Belge Metni —

• • •

Süleymaniye’de bir pîr

Maalesef Abdürreşit İbrahim gibi bir Türk bilgesi, yazarı, aktivisti Türkiye’de yeterince tanınmış değildir. Hiçbir okula, enstitüye, üniversiteye adı verilmiş değildir. Oysa o sadece Türkiye ve Kuzey Türkleri arasında kopmaz bir halka değil, Türk-Japon dostluğunun da en önemli ve belki de ilk örneğidir.

ABDÜRREŞİT İbrahim, 23 Nisan 1857’de, Sibirya’nın Tobolsk şehri yakınlarındaki Tara kasabasında doğmuş ve 17 Ağustos 1944’te, Japonya’nın başkenti Tokyo’da, 87 yaşında vefat etmiştir. Cenazesi o dönemde işgal altındaki Sibirya’ya götürülemedi ve Tokyo’da defnedildi. 17 Ağustos 1944 günü Japon radyoları, Abdürreşit İbrahim’im ölümünü haber olarak duyurmuştu. Ancak Türkiye’deki radyolarda haber değeri görülmemiş ve yer verilmemiştir.

Babası Buharalı Ömer Efendi, annesi ise Başkurt Türklerinden Afife Hanım’dır. 1925’te Türkiye’de İçişleri Bakanlığına verdiği dilekçesinde kendisini “aslen ve neslen Türk” diye açıklamıştır. Babasının uzun yıllar siyâsetle meşgul olması kendisini de etkilemiş olmalı ki hayatının her döneminde az çok siyâsetle ilgilenmiştir. Ancak siyâsî meşguliyetleri hiçbir zaman ilim elde etme ve çevresine öğretme çabalarının önüne geçmemiştir.

Önce Taman, sonra Kışkar’daki medreselerde öğrenci oldu. Daha yirmili yaşlarının başında iken pasaportunun bittiği gerekçesiyle Ruslar tarafından tutuklandı. Salıverilince Kırgız Türkleri arasında imamlık yaptı.

1879’da Orenburg’a gelip oradan gizlice İstanbul’a geçerek birkaç ay kaldıktan sonra 1880’de Hacca gitti. Hac sonrası dönmedi, Medine’de beş yıl kalıp çeşitli âlimlerden fıkıh ve hadis dersleri aldı. 1885’te İskenderiye ve İstanbul üzerinden memleketi Tara’ya döndü. Aynı yıl bir grup öğrencisini Medine’ye götürüp yerleştirdikten sonra yeniden Tara’ya döndü. O dönemde usul-i kadim ve usul-i cedit diye adlandırılan iki ayrı okul türünden usul-i cedidi seçerek ona göre okul açtı. “Livaü’l Hamd” adını verdiği ilk risalesini bastırıp Kuzey Türkleri arasında dağıttı.

• • •

Görevler —
A) Abdürreşit İbrahim hakkındaki metne göre şu soruları cevaplayın:
(i) Abdürreşit İbrahim hangi kasabada doğmuştur?
(ii) Annesi Afife Hanım hangi Türk topluluğundandır?
(iii) Hac sonrasında Medine'de kaç yıl kalmıştır?
B) Abdürreşit İbrahim hakkındaki metni kaldığı yerden devam ettirin.
Ardından gelen materyalin metinle hiçbir ilgisi yoktur.

• • •

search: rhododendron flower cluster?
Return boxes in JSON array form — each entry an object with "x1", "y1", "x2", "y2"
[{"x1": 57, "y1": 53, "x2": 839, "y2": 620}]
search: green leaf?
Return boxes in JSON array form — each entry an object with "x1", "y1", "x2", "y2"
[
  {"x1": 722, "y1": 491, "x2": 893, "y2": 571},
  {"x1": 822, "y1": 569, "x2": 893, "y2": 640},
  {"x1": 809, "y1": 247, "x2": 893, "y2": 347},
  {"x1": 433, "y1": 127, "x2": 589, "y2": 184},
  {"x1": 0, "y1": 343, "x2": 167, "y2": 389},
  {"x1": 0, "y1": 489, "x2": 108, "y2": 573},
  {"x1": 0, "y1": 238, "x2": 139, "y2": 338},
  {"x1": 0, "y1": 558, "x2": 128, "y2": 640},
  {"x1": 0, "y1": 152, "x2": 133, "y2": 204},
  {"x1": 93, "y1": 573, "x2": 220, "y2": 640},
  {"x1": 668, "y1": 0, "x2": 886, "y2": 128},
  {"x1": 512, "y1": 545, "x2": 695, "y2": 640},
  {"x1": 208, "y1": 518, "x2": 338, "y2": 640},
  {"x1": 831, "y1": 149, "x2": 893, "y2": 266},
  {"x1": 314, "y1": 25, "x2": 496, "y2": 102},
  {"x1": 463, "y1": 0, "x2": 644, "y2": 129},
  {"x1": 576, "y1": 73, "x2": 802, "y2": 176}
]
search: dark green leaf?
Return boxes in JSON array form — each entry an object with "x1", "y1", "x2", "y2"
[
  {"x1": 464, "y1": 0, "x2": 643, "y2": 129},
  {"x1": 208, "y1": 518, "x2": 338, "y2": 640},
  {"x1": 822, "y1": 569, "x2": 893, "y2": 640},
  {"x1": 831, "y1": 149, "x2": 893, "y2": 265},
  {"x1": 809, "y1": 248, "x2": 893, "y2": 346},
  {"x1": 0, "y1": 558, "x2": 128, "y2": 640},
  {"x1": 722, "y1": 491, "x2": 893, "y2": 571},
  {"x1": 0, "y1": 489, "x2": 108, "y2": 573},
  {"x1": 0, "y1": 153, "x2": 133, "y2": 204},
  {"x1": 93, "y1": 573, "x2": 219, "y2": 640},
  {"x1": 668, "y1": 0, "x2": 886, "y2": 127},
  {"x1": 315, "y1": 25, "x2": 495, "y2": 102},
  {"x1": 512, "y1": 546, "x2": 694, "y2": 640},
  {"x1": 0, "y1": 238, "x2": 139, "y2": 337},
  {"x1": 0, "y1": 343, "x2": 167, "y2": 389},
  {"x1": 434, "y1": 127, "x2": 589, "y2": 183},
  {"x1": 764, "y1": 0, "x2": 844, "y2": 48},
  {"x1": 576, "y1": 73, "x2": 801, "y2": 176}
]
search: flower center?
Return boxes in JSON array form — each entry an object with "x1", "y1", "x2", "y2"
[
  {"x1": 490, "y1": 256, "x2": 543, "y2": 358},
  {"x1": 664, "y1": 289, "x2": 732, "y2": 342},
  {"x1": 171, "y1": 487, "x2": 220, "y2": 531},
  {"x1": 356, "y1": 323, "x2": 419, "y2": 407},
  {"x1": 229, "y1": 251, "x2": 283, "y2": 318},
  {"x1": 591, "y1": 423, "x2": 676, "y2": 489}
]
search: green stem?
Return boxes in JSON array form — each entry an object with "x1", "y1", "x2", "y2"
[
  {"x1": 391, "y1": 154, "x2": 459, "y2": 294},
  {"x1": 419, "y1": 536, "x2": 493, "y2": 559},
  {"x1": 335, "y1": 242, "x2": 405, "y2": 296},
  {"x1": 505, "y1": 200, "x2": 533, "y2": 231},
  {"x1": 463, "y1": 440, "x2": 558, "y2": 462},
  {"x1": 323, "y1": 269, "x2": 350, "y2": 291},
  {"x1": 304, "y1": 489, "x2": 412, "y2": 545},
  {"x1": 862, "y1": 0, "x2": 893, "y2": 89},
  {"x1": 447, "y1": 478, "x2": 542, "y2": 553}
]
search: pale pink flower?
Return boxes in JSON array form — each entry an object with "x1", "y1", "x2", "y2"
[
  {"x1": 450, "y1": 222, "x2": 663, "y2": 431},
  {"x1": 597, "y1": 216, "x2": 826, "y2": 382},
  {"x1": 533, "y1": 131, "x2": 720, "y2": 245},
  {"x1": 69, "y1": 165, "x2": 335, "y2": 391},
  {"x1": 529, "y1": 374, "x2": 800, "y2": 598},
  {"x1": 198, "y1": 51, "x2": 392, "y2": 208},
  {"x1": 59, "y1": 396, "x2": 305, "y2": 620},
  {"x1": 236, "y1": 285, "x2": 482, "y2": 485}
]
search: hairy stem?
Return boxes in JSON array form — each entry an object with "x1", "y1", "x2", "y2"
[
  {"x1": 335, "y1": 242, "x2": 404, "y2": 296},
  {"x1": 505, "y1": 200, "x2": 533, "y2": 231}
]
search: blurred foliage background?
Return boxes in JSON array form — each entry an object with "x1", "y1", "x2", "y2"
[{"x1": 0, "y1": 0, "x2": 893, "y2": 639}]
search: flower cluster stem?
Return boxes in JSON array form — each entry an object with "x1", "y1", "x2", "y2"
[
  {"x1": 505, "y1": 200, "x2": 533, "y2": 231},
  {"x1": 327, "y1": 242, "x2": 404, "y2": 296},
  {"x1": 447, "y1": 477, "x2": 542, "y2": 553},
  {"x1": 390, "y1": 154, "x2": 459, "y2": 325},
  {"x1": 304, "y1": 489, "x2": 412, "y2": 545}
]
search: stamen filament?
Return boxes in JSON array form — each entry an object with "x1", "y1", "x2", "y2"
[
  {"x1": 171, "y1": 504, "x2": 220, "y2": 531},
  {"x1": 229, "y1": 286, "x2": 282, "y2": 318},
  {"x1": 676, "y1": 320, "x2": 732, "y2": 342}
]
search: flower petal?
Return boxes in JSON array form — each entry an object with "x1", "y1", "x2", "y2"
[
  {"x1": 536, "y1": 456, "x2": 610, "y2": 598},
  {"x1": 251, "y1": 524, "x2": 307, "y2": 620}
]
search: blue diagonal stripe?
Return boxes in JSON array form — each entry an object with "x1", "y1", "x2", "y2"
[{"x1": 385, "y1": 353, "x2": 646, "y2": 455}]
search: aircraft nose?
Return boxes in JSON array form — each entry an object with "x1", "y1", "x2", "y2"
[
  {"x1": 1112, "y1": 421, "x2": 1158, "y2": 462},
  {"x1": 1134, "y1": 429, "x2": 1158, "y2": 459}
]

• • •

Görev Cevapları —
A)
(i) Sibirya'nın Tobolsk şehri yakınlarındaki Tara kasabasında doğmuştur.
(ii) Başkurt Türklerindendir.
(iii) Beş yıl kalmıştır.

B)
1892’de Ufa’da, Orenburg şehrinde şer’î mahkemeye üye tayin edildi. Mahkeme kadısı ile yaşadığı görüş ayrılıkları nedeniyle ayrılıp 1895’te İstanbul’a geldi. Rus Çarlığı’nın Kuzey Türklerine yaptığı zulümleri anlatan “Çolpan Yıldızı” adlı kitabını İstanbul’da bastırıp Rusya’ya gönderdi. 1896’da önce İsviçre’ye gitti, Rus sosyalistlerinin kongresine katılarak Kuzey Müslümanlarının (Türklerinin) gördüğü zulümleri anlattı. Sonra üç yıl süren bir seyahat ile Hicaz, Filistin, Mısır, Fransa, Avusturya, Sırbistan, Bulgaristan ve Rusya üzerinden Doğu Türkistan’a gitti.

1902’de, Petersburg’da “Mirat” adıyla çıkardığı dergide Kuzey Türklerine yapılan Rus zulümlerini anlattı. Tutuklanmamak için İstanbul’a geldi. Rus elçisinin baskıları sonunda Rusya’ya teslim edildi. Bu olay onda derin bir Abdülhamit muhalefetine de başlangıç oldu. Serbest bırakılınca 1905’te, Rusya’da “Ülfet” ve “Tilmiz” gazetelerini çıkardı.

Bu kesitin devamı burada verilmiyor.